> GOAL A
Copy the passage on GetUp! and election disclosure word for word, from "Combined with the" to "imbalance even worse.".
> GOAL B
Answer these from the passage on GetUp! and election disclosure, marking each answer to match:
(i) How much expenditure did GetUp! disclose for 2006-07?
(ii) How much did Susan Varga and Anne Coombs put in?
(iii) In what year did the Coalition make its changes to the Electoral Act?
> GOAL C
Please carry on the passage on GetUp! and election disclosure after its final sentence.

> EXCERPTED PASSAGE

********

GetUp! disclosed $555,000 in expenditure for 2006-07 (pdf). Their return highlights the complexity of calculating the amounts required by the legislation, with separate line items for campaign advertising, contractors and consultants, legal costs, postage and shipping, printing and stationery, research, salaries and wages, superannuation, telephone and internet, travel expenses, and website costs; some have 33% apportionments. There were many hours wasted calculating all that I expect.

GetUp! also had to disclose some of their donors. The ubiquitous multi-millionaire lefties Evan Thornley and his wife Tracey Ellery kicked in $85,000, but they were less generous than authors Susan Varga and Anne Coombs, who put in $90,000, $70,000 of which was for a David Hicks campaign. Deanne Weir – Google suggests she used to work for broadcaster AUSTAR – put in $25,000 and SJ Killelea (perhaps this guy) put in $70,000 to their Senate campaign. I’m curious to know who funds groups like GetUp!, but I don’t think these people should have to disclose their identities unless they consent.

The AEC election expenditure returns reveal no scandal except that the provision requiring it was passed in the first place.

For the Coalition, the disclosure provision will almost certainly end up being self-defeating. Sure, it did cause various leftist groups to waste time filling in forms. But most of them will have no political problem with disclosing the spending or donors; that they spend is obvious and most of the donors already have well-known political allegiances. But for potential right-wing donors facing coast-to-coast Labor governments disclosure is likely to an issue; as the very generous donations to the NSW ALP in particular indicate winning Labor’s favour is necessary to doing business there. With federal Labor threatening to slash the threshold for disclosure, even quite small donors will be caught in the law’s net.

Combined with the normal political donations data released at the same time, this AEC information confirms that the left in Australian politics can and does massively outspend the right. The Coalition’s short-sighted and misguided changes to the Electoral Act in 2006 risk making the imbalance even worse.

********

> DATA PROVIDED
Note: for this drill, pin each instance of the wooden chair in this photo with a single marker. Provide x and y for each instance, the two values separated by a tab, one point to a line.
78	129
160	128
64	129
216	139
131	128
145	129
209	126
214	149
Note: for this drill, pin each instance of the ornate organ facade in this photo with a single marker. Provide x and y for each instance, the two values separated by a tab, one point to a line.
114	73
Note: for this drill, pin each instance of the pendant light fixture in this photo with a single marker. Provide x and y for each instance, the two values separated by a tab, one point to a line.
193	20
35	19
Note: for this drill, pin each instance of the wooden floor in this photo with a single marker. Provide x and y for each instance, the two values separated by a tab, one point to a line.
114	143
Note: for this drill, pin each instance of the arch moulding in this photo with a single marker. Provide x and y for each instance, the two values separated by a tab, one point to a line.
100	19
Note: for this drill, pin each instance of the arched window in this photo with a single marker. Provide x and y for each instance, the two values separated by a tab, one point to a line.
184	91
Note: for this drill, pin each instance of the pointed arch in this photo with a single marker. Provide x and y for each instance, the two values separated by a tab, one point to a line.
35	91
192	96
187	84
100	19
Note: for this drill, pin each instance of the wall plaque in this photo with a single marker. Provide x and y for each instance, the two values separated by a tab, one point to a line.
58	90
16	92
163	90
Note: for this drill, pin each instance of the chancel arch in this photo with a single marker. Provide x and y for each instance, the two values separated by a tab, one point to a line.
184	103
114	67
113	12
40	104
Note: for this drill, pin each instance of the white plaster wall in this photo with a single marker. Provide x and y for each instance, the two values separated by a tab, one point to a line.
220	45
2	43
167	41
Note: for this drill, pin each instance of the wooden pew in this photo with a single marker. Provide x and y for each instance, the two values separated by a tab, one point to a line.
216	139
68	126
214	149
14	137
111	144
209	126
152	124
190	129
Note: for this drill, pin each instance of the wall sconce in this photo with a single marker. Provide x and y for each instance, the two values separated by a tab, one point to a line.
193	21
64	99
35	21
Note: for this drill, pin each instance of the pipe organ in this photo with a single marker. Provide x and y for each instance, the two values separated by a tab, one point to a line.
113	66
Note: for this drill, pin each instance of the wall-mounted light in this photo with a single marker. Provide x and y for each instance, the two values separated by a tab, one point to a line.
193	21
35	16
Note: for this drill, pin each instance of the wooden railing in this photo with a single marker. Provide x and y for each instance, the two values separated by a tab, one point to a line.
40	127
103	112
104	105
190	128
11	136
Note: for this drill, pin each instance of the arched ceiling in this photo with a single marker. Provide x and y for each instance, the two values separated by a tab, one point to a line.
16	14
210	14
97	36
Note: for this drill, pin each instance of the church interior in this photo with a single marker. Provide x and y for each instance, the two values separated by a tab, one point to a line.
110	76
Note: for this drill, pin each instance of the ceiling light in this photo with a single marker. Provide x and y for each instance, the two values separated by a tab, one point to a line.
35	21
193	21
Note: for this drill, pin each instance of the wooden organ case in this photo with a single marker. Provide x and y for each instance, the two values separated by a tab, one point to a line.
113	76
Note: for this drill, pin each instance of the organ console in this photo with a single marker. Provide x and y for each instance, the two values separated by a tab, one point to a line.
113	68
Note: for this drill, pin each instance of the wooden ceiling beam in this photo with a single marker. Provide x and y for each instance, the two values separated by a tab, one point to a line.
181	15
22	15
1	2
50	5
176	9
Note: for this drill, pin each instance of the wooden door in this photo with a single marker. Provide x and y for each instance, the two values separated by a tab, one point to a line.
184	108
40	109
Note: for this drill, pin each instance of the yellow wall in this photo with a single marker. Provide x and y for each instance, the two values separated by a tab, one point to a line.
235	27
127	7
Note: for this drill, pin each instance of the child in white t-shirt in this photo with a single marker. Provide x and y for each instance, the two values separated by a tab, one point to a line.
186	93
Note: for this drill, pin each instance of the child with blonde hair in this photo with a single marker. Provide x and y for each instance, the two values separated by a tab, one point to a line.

********

> WRITTEN ANSWER A
Combined with the normal political donations data released at the same time, this AEC information confirms that the left in Australian politics can and does massively outspend the right. The Coalition’s short-sighted and misguided changes to the Electoral Act in 2006 risk making the imbalance even worse.

> WRITTEN ANSWER B
(i) $555,000
(ii) $90,000
(iii) 2006

> WRITTEN ANSWER C
16 thoughts on “The Coalition’s self-defeating political expenditure laws

  1. You making it tough on law and order types. I’d like nothing better than having seditious criminals locked up. 🙂

    I see, for example, Oxfam spent heaps of money on the election. In that sense I think this is a usual exercize – charities should fully report on every dollar they spend, and the purpose of that expenditure. Given the kerfuffle over political donations and the promise to wind back that law, it’ll be interesting to see if the ALP winds back this one. I suspect they won’t – they might redefine things a bit so recalcitrant editors don’t get arrested.


  2. Sinc – I can’t see why there should be obligatory disclosure for charities. While it may be generally desirable for charities to report on their activities to their supporters, who can then be assured that their money is being spent effectively and appropriately, they should not be forced to do so. Those who fail to explain themselves will presumably lose support.


  3. Charities raise money from the public Jason, and should face the same levels of accountability as do any other organisation that raises money from the public. For example, publicly listed companies.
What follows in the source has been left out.